Stated goal 1 |
Answer these questions on the Lancastria account:
(a) In how many minutes did the "Lancastria" sink?
(b) In which village was Headquarters BAFF located on the Loiret?
(c) On what day and date was Headquarters BAFF to leave for the coast?
Stated goal 2 |
Carry the Lancastria memoir forward from its last sentence, keeping its first-person voice.

Excerpt |
——

In his wartime memories folder I found the following personal account of a serviceman who survived the sinking.  I do not know the who owns the copyright of this account, although I have tried to determine to whom it belongs.  If you know then please let me know and I will acknowledge the copyright here.  Thank you, APB


THE NAZIS AT OUR CLEAN HEELS - I MACPHERSON

On Monday afternoon, 17th June, 1940, at twelve minutes past four, the troopship "Lancastria", 17,000 tons, with 5,300 personnel on board, was dive-bombed and sank in twenty minutes in the roadstead five miles off St.  Nazaire at the mouth of the Loire estuary.  

As far as I can now gather, more than 3,000 of these Army and R.A.F.  men were killed either by the bombs, or being trapped in the warren-like ship compartments, or by drowning, or through being machine-gunned from the air while attempting to swim to safety.  I was one of the lucky ones - but that was only because the German airmen failed to set the oil on fire.  The oil from the "Lancastria's" fuel tanks.  They tried that, it was all over the sea.  Somehow, their incendiaries and tracers misfired, so that nothing (much) happened to the lucky ones.

For me the rehearsal was, I suppose, a week before, when I fell out of a dinghy into the Loiret, brandishing aloft a couple of litre bottles of that pleasant white wine which the troops went for so much in France.  Our little party from the Personnel Staff Officer's section had been going it after duty that evening, and some of the other lads thought it would be interesting to rock the boat while I was practising a Viking figurehead stance up forrard.  Anyway, I got wet.  So did they!

We were on the first stage of our elaborate "scuttle".  Our neighbours of the Advanced Air Striking Force, hitherto coded as "Panther", had unofficially renamed themselves "Rabbit".   They were running just as hard as we were.  Although we did not realise it then, it was three weeks after Dunkirk and that was why we were all "on our way".

Of course, we (those not in the know) thought it was just another of those mysterious but intriguing operational moves, and we had no idea that it would be touch and go whether we got home at all.

The Loiret is a tributary of the Loire, well inland, and for two weeks we of the Headquarters BAFF (British Air Forces in France), were located in a village called Olivet on its banks about five miles south of Orleans.

The situation was a beautiful one, something like the Thames at Goring and Streatley, with boating and swimming and a roadhouse with a funny English name just across the river.  We always went to this roadhouse in the dinghy for our meals, rather than stomach the unappetising camp fodder.  That was where we got the vin ordinaire, and that was how, after an evening out in the calm June twilight, I came to rehearse the somewhat bigger dip in the sea a week later.

The next day a movement order was issued stating that Headquarters BAFF would be up and away to the coast early on Friday morning, 14th June.  A rear party was to remain, as usual, to clear up.  It would be just my luck to be on this rear party, doing - what do you think? - letters to the Air Ministry about Honours and Awards, and then burning the carbon copies.  Grand bonfire by the Loiret!

——

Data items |
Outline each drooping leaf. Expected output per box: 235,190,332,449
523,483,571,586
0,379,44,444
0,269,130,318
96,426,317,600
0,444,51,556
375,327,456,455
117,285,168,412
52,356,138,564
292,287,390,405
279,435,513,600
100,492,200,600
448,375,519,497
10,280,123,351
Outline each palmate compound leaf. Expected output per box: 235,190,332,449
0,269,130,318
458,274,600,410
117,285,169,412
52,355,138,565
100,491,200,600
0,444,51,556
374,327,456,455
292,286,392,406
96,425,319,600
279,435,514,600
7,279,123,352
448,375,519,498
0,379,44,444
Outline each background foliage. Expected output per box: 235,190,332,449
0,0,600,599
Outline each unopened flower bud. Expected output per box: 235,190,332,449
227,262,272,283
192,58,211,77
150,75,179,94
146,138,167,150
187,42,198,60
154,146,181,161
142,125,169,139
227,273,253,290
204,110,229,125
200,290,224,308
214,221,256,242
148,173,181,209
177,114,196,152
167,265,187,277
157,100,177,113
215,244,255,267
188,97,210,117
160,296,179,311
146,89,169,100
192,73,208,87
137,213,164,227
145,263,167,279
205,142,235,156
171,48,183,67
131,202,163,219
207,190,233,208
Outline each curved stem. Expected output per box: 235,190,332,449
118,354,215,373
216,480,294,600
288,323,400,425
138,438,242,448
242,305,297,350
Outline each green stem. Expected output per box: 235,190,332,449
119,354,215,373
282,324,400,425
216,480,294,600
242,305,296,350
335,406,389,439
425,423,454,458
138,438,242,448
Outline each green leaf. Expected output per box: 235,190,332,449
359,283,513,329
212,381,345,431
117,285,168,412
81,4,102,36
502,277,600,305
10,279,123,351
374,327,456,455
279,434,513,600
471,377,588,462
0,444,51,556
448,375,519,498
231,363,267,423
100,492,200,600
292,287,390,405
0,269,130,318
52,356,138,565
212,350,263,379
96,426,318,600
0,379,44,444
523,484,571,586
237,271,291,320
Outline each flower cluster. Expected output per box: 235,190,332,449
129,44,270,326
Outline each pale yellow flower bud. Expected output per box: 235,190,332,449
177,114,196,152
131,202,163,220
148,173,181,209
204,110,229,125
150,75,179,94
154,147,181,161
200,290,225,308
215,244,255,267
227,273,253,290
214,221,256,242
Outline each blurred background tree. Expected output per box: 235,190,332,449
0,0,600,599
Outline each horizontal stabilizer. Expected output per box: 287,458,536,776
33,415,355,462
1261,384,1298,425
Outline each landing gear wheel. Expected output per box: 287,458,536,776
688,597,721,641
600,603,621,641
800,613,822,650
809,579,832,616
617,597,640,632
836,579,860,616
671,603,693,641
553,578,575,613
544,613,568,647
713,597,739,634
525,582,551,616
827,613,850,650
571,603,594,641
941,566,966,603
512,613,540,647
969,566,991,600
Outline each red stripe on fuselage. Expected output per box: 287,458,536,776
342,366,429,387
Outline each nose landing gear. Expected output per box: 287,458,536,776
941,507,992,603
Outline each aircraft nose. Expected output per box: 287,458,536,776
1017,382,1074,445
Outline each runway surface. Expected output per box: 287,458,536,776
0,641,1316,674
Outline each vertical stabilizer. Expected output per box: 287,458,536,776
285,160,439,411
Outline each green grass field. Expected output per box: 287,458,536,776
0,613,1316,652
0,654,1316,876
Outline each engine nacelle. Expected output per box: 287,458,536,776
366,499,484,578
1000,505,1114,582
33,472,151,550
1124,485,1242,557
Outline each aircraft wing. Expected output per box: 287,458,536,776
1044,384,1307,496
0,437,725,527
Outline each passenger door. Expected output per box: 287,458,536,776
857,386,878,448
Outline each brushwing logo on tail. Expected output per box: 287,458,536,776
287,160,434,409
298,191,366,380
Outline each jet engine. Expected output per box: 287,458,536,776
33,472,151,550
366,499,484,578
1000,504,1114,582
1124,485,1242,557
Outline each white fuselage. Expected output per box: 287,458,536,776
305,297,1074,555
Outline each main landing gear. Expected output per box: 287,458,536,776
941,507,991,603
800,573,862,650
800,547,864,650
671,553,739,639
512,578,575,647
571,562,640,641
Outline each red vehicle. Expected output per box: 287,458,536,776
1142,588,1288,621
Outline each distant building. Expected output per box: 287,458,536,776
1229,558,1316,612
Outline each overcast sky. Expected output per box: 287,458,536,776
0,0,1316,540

——

Response 1 |
(a) Twenty minutes.
(b) Olivet.
(c) Friday, 14th June.

Response 2 |
That occupied the morning pleasantly enough, and at lunch-time, being the last of the Mohicans in my own particular section, I made a lone final trip across the Loiret for a brace of pate de foie gras sandwiches washed down by that amazingly cheap white wine.  Probably there were a few liqueurs too, at about 3d each, thrown in as makeweight.  I'm sure I can't remember.

At the roadhouse I recall meeting a charming American woman who had been a helper at the British Leave Club in the Place de la Republique in Paris.  She was now going south by easy stages, not so much as a refugee as to avoid being in the thick of any war which might be around.  From her I gathered the seriousness of the situation, which most of us lesser fry had not realised before.  The Germans, she said, were already south of Paris and moving fast against little or no resistance with their forward armoured units.  The remaining British units were completely cut off in the North, and two hundred miles from the west coast.   Useless to talk of a stand by Weygand on the Loire — we were only five miles south of the Loire — and there was no evidence of any French troop movements whatsoever, unless the most superb camouflage was in being.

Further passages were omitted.